**OBIETTIVO INDICATO 1:** Trasferisci qui le voci dalla prima fino alla riga che contiene "point(397, 273)" compresa, mantenendo anche le richieste, e aggiungi 88 a ogni coordinata nelle risposte. Lascia fuori le immagini.

**BRANO SCELTO:**
**********
Il debito pensionistico sono i pagamenti dovuti in futuro ai lavoratori e ai pensionati di oggi, al netto dei contributi. Dov’è il problema?
«La premessa è che la nuova legge di bilancio compie un’operazione importante sulle pensioni: elimina le ricongiunzioni onerose fra casse previdenziali diverse. È positivo per l’equità e anche per l’efficienza e la crescita, perché evita di penalizzare chi cambia lavoro».
Un segno più per questa parte della manovra?
«Sicuramente. C’è poi una seconda operazione che questa legge di bilancio tenta, la flessibilità in uscita. Anche questa è un’idea che abbiamo sostenuto, però stando attenti a non aumentare gli oneri sulle generazioni future».
Trova che la manovra, con 7 miliardi di costo dell’intervento sulle pensioni, rispetti questo criterio?
**********
**DATI ARCHIVIATI:**
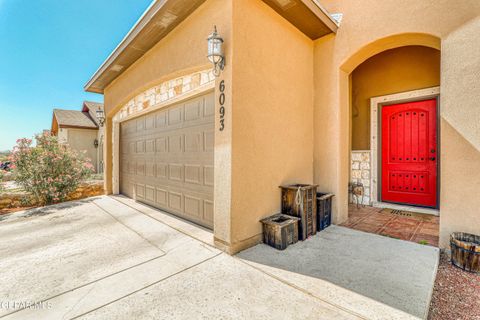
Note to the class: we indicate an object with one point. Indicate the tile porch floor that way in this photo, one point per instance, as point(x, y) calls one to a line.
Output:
point(419, 228)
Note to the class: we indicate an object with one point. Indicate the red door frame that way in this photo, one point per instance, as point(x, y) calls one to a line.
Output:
point(380, 155)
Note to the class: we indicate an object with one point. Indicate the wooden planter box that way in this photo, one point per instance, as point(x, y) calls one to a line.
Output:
point(324, 210)
point(280, 230)
point(465, 251)
point(300, 200)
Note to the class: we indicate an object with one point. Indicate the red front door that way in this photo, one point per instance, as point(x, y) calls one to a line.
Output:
point(409, 153)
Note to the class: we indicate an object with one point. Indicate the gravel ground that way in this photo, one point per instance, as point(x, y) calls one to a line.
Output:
point(456, 295)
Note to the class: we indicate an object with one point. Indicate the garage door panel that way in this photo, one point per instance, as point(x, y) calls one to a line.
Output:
point(161, 145)
point(193, 142)
point(140, 124)
point(150, 122)
point(150, 146)
point(140, 168)
point(175, 143)
point(162, 170)
point(175, 201)
point(193, 206)
point(208, 210)
point(208, 141)
point(209, 106)
point(167, 159)
point(175, 116)
point(140, 146)
point(161, 197)
point(140, 191)
point(150, 168)
point(175, 172)
point(193, 110)
point(161, 120)
point(193, 174)
point(150, 193)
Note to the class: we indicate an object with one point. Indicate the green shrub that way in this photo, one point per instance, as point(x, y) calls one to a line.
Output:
point(50, 171)
point(1, 181)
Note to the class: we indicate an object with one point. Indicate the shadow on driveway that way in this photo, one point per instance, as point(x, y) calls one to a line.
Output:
point(397, 273)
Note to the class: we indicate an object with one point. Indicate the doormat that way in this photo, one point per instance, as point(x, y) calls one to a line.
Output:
point(397, 212)
point(402, 213)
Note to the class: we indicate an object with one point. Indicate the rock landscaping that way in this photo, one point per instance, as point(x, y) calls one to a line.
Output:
point(456, 293)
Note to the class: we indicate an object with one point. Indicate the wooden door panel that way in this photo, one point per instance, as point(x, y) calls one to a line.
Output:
point(409, 153)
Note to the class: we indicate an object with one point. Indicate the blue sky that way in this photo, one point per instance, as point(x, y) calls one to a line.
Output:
point(48, 50)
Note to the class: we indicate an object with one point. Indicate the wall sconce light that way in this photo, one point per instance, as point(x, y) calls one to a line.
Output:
point(100, 116)
point(215, 52)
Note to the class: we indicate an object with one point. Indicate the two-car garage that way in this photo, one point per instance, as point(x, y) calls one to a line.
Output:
point(166, 159)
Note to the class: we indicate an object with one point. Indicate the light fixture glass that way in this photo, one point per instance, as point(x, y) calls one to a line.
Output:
point(215, 52)
point(100, 116)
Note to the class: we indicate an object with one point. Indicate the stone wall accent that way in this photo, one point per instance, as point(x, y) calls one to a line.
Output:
point(23, 199)
point(164, 92)
point(360, 171)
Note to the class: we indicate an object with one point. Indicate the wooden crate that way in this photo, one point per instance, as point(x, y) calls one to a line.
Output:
point(280, 230)
point(300, 200)
point(324, 210)
point(465, 251)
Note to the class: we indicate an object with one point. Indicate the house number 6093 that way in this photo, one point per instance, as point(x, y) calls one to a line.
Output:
point(221, 100)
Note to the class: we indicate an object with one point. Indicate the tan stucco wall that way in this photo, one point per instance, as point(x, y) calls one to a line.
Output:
point(183, 51)
point(82, 140)
point(460, 132)
point(396, 70)
point(272, 115)
point(368, 27)
point(62, 135)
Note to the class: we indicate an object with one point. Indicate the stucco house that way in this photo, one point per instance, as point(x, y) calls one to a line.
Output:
point(313, 91)
point(82, 130)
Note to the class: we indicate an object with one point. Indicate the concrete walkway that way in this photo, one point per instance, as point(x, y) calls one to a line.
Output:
point(346, 267)
point(112, 258)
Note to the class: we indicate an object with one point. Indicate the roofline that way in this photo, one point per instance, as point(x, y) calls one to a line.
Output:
point(137, 27)
point(150, 13)
point(66, 126)
point(330, 22)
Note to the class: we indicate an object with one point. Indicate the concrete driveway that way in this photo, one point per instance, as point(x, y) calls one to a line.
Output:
point(111, 258)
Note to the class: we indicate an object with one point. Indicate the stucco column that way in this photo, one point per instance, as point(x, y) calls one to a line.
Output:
point(108, 156)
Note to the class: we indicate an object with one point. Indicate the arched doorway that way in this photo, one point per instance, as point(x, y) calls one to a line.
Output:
point(391, 80)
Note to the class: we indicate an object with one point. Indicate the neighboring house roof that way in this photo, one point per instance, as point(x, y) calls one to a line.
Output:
point(92, 107)
point(74, 118)
point(164, 15)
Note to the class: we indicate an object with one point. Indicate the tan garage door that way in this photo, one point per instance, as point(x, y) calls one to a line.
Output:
point(167, 159)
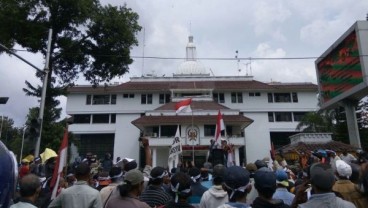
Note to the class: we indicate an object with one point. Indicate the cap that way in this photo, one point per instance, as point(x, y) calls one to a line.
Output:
point(343, 169)
point(251, 167)
point(282, 178)
point(265, 180)
point(236, 177)
point(134, 177)
point(322, 176)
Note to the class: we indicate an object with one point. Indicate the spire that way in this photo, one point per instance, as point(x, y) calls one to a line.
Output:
point(191, 50)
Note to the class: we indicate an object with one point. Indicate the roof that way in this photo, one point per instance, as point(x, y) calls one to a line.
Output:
point(308, 147)
point(172, 84)
point(195, 105)
point(203, 119)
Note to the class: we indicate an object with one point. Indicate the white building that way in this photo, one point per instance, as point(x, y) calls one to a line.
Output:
point(112, 118)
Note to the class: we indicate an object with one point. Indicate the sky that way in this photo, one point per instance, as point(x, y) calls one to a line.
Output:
point(256, 29)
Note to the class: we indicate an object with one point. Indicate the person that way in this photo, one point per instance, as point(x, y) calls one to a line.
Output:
point(216, 195)
point(29, 189)
point(253, 194)
point(265, 183)
point(155, 195)
point(107, 162)
point(80, 194)
point(322, 180)
point(347, 188)
point(236, 184)
point(197, 188)
point(282, 185)
point(129, 192)
point(180, 190)
point(347, 157)
point(116, 178)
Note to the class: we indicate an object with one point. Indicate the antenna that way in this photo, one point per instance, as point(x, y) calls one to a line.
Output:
point(144, 44)
point(238, 60)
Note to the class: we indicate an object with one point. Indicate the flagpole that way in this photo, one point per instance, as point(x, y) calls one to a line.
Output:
point(193, 139)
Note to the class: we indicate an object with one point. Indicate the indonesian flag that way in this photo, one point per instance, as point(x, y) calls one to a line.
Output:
point(175, 150)
point(183, 106)
point(60, 164)
point(220, 126)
**********
**OBIETTIVO INDICATO 2:** Porta avanti l'intervista sulle pensioni nella legge di bilancio a partire dall'ultima domanda.

**RISPOSTA 1:**
Note to the class: we indicate an object with one point. Indicate the tile porch floor that way in this photo, one point per instance, as point(x, y) calls one to a line.
Output:
point(507, 316)
Note to the class: we indicate an object with one point. Indicate the red door frame that way in this photo, one point per instance, as point(x, y) calls one to a line.
Output:
point(468, 243)
Note to the class: we indicate an object with one point. Indicate the wooden planter box that way in this photo, one point per instance, as point(x, y) calls one to a line.
Output:
point(412, 298)
point(368, 318)
point(553, 339)
point(388, 288)
Note to the class: we indicate an object with one point. Indicate the red front door that way in this photo, one point per instance, as point(x, y) calls one to a line.
Output:
point(497, 241)
Note to the class: we indicate an object with one point. Indicate the gravel ground that way in this photo, one point per instance, as point(x, y) calls one to a line.
Output:
point(544, 383)
Note to the class: we indicate an object with one point. Indicate the garage door panel that way in this photo, one point per instance, as point(x, y) calls one to a line.
Output:
point(249, 233)
point(281, 230)
point(228, 212)
point(238, 210)
point(238, 234)
point(228, 256)
point(263, 231)
point(250, 258)
point(263, 289)
point(281, 294)
point(296, 298)
point(296, 229)
point(297, 194)
point(255, 247)
point(263, 204)
point(228, 234)
point(249, 285)
point(228, 279)
point(238, 256)
point(263, 260)
point(281, 198)
point(249, 208)
point(281, 262)
point(238, 281)
Note to the class: we indicate an object with one point. Indicate the green shrub that way in this photo, one point per instance, as point(x, y) calls one to a line.
Output:
point(138, 259)
point(89, 269)
Note to the class: we indicate an object with one point. Indicate the shadow on driveway that way in this photo, one point per instance, as point(x, y) calls one to a line.
Output:
point(485, 361)

**RISPOSTA 2:**
«Secondo le nostre stime, ciò che oggi è scritto nella legge di bilancio – gli interventi sulla quattordicesima, sui lavoratori precoci e la sperimentazione sull’Ape social (l’anticipo pensionistico a spese dello Stato, ndr ) – aumenta il debito pensionistico di circa 20 miliardi. Poi ci sono i costi legati all’estensione della fascia di reddito non tassata per i pensionati, più i crediti d’imposta per chi chiede l’Ape di mercato (l’anticipo pensioni tramite prestito bancario, ndr ). E varie altre questioni aperte, che possono generare ulteriori spese».
Esempi di queste incognite?
«Non è detto che dopo il 2018 sarà facile interrompere l’Ape social, anzi la pressione ad allargare la platea dei beneficiari sarà forte. Se questo strumento venisse rinnovato anche solo nella forma attuale e reso strutturale, calcoliamo che ci sarebbero altri 24 miliardi di debito pensionistico. Dunque in totale 44 miliardi in più».
Pier Carlo Padoan, il ministro dell’Economia, ribatte che è lei ad aver presentato una proposta di flessibilità pensionistica che implica aumenti dei costi.
«Le nostre proposte riducevano il debito pensionistico ed era anche prevista una riduzione parziale di certe pensioni attuali. Abbassavamo così il debito pensionistico di circa il 4% del prodotto interno lordo».
Il governo produce 20 miliardi di nuovi oneri, più forse altri 24, mentre la proposta Boeri implicava 60 miliardi in meno. Che costi sociali avrebbe avuto la sua idea?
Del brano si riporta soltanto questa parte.